-- Source data follows --
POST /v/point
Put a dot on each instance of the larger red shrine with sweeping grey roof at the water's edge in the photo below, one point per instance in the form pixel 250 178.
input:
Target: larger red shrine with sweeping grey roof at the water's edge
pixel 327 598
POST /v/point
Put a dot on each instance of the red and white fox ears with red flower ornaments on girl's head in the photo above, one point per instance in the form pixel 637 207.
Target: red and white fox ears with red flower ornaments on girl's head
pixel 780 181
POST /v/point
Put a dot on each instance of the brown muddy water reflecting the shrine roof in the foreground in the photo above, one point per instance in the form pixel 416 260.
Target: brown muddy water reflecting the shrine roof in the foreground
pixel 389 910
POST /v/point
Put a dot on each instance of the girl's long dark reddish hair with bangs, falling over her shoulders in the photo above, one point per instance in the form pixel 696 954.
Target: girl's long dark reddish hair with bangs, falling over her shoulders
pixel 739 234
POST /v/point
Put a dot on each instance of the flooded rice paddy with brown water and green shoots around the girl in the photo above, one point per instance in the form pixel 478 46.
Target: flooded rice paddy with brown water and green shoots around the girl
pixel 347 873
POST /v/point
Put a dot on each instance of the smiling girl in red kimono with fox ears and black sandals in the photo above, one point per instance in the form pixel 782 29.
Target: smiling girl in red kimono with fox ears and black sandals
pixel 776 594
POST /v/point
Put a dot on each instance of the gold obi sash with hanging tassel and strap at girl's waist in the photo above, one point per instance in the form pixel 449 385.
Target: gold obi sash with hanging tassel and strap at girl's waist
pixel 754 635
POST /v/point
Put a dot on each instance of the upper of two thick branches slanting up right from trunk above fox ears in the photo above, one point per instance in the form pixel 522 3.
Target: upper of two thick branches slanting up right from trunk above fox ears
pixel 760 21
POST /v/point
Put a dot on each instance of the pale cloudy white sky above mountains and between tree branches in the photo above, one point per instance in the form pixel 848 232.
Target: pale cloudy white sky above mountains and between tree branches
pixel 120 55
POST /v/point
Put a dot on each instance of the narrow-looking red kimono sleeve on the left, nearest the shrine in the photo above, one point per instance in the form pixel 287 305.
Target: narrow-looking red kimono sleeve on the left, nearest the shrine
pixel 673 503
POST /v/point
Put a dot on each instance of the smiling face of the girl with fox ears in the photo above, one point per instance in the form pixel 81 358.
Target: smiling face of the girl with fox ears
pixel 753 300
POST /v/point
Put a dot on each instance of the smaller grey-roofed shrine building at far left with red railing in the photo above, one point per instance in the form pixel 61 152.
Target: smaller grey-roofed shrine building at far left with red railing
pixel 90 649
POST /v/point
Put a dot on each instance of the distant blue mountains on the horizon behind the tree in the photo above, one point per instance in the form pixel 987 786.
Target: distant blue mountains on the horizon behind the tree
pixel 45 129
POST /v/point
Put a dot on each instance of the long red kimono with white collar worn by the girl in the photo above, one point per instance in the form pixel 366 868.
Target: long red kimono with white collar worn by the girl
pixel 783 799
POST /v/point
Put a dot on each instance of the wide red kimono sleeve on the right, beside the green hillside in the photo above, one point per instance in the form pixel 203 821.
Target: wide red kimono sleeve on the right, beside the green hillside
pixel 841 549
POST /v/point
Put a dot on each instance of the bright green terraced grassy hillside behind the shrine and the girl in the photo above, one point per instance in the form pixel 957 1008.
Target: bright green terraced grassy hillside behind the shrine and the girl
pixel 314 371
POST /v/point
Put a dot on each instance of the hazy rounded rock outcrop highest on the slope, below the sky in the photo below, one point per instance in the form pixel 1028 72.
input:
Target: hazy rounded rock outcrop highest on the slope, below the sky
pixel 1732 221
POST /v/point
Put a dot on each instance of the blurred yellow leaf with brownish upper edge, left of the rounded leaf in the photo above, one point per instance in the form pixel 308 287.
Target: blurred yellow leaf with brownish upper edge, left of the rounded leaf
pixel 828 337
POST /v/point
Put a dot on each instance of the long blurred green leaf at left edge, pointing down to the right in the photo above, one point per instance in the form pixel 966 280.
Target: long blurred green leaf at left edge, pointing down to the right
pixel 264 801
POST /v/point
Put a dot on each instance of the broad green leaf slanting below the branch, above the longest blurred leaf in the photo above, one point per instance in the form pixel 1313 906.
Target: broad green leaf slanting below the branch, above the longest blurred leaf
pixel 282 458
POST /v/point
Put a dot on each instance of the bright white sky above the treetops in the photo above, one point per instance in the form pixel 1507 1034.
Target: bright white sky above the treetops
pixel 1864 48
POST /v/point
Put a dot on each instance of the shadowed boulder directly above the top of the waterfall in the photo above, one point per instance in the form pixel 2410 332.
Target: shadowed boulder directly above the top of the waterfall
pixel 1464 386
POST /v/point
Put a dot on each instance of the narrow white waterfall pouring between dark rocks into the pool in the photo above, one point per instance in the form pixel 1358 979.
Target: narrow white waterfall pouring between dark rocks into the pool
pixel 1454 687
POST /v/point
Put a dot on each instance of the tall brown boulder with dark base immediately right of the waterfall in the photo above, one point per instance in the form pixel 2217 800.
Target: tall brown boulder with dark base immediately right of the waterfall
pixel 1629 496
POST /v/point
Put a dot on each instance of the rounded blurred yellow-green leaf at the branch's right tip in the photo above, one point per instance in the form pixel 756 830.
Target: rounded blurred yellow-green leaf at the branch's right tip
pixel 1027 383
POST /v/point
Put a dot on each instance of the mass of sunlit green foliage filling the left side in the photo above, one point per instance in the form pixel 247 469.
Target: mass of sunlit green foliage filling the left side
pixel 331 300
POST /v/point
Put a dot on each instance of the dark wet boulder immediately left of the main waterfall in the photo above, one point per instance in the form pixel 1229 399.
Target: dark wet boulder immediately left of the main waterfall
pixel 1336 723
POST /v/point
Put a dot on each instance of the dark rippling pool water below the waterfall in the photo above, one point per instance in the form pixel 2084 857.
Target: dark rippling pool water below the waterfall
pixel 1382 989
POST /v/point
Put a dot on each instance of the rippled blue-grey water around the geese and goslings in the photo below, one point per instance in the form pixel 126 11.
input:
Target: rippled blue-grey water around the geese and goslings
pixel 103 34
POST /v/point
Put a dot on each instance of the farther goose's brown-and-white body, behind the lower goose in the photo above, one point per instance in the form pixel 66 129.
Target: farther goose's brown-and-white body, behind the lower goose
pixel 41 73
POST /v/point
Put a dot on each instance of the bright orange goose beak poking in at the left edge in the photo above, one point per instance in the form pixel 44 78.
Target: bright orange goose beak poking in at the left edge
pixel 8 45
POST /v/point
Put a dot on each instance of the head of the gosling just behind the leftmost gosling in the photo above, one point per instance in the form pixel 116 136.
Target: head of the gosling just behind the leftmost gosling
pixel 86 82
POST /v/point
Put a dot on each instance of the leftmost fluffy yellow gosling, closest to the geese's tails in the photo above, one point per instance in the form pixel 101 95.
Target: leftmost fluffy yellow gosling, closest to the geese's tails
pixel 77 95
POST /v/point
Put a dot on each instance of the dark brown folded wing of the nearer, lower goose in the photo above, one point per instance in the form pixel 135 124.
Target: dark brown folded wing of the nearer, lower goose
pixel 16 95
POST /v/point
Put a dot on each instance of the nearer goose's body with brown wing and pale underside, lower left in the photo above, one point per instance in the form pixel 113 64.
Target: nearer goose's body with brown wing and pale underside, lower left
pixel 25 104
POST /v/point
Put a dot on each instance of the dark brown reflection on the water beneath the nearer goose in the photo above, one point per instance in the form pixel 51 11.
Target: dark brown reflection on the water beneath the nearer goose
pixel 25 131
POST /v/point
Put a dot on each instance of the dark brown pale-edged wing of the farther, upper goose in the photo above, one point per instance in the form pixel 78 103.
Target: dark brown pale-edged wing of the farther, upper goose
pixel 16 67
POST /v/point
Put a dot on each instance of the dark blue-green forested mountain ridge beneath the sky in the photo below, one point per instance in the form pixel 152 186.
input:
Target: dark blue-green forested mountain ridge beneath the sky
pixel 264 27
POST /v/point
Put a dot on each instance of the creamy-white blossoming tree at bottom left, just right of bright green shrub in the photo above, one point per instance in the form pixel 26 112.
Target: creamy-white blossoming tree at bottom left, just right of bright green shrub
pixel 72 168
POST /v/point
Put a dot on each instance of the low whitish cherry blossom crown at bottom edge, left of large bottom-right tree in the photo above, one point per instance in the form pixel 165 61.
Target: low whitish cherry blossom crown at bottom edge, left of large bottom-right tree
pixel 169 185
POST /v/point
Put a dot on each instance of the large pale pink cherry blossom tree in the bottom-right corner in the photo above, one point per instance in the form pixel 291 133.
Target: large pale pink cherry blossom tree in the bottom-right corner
-- Source data concluded --
What to produce →
Retype only the lines above between the line with "Put a dot on each instance of the distant" and the line with "Put a dot on each instance of the wide", counting those two lines as well, and keep every character as it is.

Answer to the exercise →
Put a dot on each instance of the distant blue mountains on the horizon behind the tree in the photo above, one point per instance in the form pixel 987 786.
Target: distant blue mountains on the horizon behind the tree
pixel 45 129
POST /v/point
Put a dot on each instance of the long red kimono with white collar worn by the girl in the photo above, one point per instance in the form pixel 366 868.
Target: long red kimono with white collar worn by the girl
pixel 783 799
POST /v/point
Put a dot on each instance of the wide red kimono sleeve on the right, beside the green hillside in the photo above, one point per instance in the form pixel 203 821.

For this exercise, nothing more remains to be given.